[THE DATA — start]

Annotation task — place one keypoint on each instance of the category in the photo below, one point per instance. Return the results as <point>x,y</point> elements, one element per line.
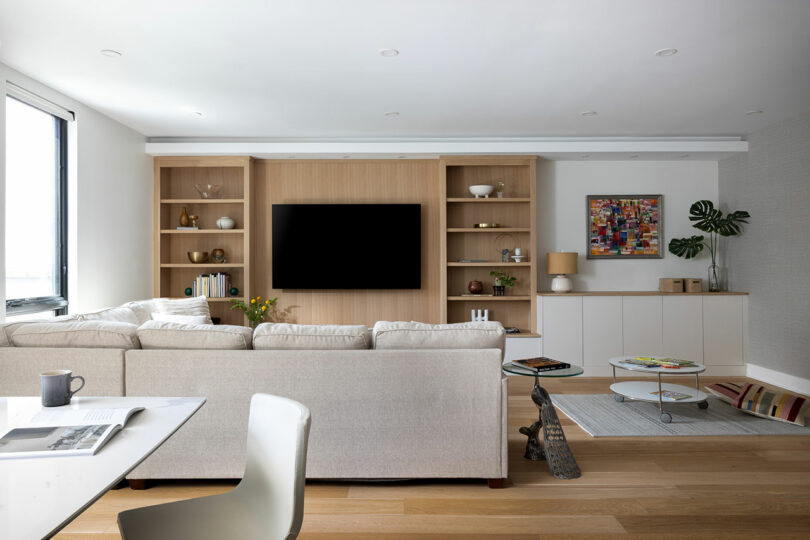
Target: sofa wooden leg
<point>138,484</point>
<point>495,483</point>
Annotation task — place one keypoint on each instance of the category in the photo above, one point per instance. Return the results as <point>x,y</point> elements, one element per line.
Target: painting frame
<point>638,200</point>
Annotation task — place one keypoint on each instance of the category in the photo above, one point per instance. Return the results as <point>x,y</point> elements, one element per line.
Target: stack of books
<point>211,285</point>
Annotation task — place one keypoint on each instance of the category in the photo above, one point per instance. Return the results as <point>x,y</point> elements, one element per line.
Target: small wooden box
<point>670,284</point>
<point>693,285</point>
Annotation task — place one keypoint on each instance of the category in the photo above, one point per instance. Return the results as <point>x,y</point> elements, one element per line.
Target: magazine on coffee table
<point>64,432</point>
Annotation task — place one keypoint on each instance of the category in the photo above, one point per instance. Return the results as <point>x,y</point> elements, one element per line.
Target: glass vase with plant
<point>255,310</point>
<point>705,217</point>
<point>501,281</point>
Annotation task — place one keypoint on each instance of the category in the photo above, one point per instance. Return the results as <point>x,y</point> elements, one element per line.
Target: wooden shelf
<point>489,298</point>
<point>202,265</point>
<point>490,230</point>
<point>203,231</point>
<point>489,264</point>
<point>492,200</point>
<point>202,201</point>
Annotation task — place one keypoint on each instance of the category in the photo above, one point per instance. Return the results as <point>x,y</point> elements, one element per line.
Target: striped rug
<point>601,416</point>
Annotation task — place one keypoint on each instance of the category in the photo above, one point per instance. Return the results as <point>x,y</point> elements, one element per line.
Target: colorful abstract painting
<point>624,226</point>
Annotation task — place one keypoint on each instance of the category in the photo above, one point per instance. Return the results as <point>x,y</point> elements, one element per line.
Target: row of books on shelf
<point>211,285</point>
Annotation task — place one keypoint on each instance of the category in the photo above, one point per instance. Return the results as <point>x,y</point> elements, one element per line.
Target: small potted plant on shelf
<point>255,310</point>
<point>501,281</point>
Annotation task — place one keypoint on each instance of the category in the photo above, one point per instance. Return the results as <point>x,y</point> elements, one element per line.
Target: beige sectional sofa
<point>404,400</point>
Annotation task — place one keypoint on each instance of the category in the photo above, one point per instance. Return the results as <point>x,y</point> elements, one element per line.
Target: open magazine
<point>64,432</point>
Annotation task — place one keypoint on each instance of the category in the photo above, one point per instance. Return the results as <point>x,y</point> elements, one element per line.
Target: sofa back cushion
<point>77,334</point>
<point>172,335</point>
<point>117,314</point>
<point>415,335</point>
<point>310,336</point>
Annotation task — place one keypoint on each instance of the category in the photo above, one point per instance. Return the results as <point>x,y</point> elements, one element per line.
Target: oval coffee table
<point>555,449</point>
<point>644,390</point>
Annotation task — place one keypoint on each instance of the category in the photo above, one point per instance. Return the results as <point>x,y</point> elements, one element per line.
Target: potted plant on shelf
<point>255,310</point>
<point>501,281</point>
<point>707,218</point>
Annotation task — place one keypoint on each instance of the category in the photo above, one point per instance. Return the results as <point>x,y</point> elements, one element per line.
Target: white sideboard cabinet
<point>588,328</point>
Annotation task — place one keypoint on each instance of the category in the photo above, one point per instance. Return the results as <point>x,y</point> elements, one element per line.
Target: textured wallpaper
<point>771,259</point>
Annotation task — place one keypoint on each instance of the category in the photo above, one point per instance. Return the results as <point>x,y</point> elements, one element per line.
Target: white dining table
<point>39,496</point>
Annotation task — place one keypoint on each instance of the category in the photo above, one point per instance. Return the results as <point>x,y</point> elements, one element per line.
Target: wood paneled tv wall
<point>348,181</point>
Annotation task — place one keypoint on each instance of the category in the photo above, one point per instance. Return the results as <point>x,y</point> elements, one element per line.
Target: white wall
<point>562,187</point>
<point>769,259</point>
<point>110,203</point>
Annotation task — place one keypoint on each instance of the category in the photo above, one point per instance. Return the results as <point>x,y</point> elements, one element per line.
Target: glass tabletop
<point>573,371</point>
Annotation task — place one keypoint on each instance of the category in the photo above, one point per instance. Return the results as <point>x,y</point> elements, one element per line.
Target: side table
<point>555,449</point>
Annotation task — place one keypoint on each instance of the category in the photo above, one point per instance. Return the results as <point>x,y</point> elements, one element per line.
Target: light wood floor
<point>665,487</point>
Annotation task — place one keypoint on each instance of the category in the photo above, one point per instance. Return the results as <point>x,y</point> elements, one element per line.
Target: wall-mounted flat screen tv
<point>347,246</point>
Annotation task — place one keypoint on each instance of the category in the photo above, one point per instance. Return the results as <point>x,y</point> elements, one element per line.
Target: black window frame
<point>59,302</point>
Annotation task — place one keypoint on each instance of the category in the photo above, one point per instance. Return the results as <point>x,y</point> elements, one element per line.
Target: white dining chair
<point>268,503</point>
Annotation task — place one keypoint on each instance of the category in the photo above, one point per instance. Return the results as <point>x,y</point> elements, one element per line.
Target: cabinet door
<point>562,328</point>
<point>723,330</point>
<point>641,325</point>
<point>601,329</point>
<point>683,327</point>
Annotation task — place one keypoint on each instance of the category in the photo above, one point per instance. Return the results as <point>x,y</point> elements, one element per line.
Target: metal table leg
<point>555,447</point>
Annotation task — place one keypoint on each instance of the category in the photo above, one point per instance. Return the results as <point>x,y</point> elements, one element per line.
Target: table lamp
<point>561,264</point>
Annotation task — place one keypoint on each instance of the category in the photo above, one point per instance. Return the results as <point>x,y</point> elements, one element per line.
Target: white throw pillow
<point>182,319</point>
<point>270,336</point>
<point>197,305</point>
<point>169,335</point>
<point>415,335</point>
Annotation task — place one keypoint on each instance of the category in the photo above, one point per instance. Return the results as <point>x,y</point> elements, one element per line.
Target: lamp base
<point>561,284</point>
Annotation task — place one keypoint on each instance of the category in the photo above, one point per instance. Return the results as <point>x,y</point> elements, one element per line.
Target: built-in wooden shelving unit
<point>515,212</point>
<point>175,178</point>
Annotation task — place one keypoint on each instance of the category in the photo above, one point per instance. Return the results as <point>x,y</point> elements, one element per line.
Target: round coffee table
<point>652,391</point>
<point>555,449</point>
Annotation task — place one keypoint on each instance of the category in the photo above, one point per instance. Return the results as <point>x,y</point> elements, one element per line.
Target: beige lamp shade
<point>561,263</point>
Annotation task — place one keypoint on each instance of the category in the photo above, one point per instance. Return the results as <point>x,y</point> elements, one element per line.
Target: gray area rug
<point>601,416</point>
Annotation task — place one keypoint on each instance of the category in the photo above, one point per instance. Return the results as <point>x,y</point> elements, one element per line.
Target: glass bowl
<point>208,191</point>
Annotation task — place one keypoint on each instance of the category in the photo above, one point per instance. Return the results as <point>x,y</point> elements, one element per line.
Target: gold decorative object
<point>184,218</point>
<point>198,257</point>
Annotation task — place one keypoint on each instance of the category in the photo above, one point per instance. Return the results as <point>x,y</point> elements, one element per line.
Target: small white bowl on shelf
<point>482,191</point>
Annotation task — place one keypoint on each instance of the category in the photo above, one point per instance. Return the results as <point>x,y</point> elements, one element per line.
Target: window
<point>36,207</point>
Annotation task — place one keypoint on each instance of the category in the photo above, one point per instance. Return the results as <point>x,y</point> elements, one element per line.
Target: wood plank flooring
<point>665,487</point>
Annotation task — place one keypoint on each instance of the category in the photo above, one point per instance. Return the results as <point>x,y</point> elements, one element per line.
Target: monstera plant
<point>705,217</point>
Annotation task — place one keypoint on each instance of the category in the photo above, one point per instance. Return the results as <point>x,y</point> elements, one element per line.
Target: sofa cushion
<point>171,335</point>
<point>310,336</point>
<point>73,334</point>
<point>416,335</point>
<point>116,314</point>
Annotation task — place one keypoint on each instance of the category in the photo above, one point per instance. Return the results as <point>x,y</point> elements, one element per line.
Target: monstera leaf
<point>686,247</point>
<point>705,216</point>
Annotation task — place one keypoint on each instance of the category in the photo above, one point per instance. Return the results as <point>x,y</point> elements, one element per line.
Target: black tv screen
<point>347,246</point>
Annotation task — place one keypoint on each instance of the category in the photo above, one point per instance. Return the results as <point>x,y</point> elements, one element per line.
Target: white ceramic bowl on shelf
<point>482,190</point>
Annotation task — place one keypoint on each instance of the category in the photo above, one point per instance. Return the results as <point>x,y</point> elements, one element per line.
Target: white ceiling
<point>467,68</point>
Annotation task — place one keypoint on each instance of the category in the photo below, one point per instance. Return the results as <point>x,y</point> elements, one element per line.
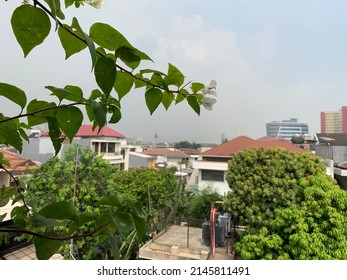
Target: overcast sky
<point>272,60</point>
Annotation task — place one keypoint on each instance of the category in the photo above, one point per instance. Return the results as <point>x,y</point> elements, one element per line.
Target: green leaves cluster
<point>314,229</point>
<point>71,197</point>
<point>262,180</point>
<point>114,61</point>
<point>60,212</point>
<point>290,207</point>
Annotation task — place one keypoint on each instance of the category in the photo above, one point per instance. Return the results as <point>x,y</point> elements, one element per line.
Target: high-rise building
<point>334,121</point>
<point>286,129</point>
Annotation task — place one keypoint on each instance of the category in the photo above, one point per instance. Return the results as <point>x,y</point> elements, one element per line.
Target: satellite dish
<point>326,139</point>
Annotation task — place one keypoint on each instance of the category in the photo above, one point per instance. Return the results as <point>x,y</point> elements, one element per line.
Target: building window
<point>212,175</point>
<point>111,148</point>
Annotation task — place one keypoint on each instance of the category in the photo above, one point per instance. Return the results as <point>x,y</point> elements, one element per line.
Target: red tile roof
<point>165,152</point>
<point>243,142</point>
<point>86,130</point>
<point>17,163</point>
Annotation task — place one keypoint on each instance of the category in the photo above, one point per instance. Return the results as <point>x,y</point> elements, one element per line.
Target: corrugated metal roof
<point>86,130</point>
<point>173,153</point>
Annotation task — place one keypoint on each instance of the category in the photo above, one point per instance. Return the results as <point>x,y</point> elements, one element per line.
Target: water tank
<point>219,234</point>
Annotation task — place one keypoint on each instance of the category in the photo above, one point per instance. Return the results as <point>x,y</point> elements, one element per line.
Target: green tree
<point>80,177</point>
<point>158,191</point>
<point>263,180</point>
<point>115,63</point>
<point>314,228</point>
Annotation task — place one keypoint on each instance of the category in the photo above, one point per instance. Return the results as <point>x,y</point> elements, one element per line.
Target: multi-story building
<point>107,142</point>
<point>286,129</point>
<point>334,121</point>
<point>211,168</point>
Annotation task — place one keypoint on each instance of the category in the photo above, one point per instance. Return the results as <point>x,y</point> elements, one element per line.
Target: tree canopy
<point>117,68</point>
<point>290,207</point>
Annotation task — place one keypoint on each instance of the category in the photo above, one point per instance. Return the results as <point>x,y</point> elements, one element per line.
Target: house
<point>168,157</point>
<point>332,147</point>
<point>210,170</point>
<point>18,166</point>
<point>108,142</point>
<point>141,160</point>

[THE DATA — finish]

### WORK TO BE COMPLETED
Which lines run from the one holding "Target: tree canopy" through the end of the data? Write them out exactly, ends included, and add nothing.

### EXERCISE RESULT
Target: tree canopy
<point>117,68</point>
<point>290,207</point>
Annotation task — place one keypoint on each instance of the category in the photo above, one point per instance. Return the results as <point>x,y</point> elements, one element per line.
Target: house
<point>168,157</point>
<point>332,147</point>
<point>210,170</point>
<point>18,166</point>
<point>108,142</point>
<point>141,160</point>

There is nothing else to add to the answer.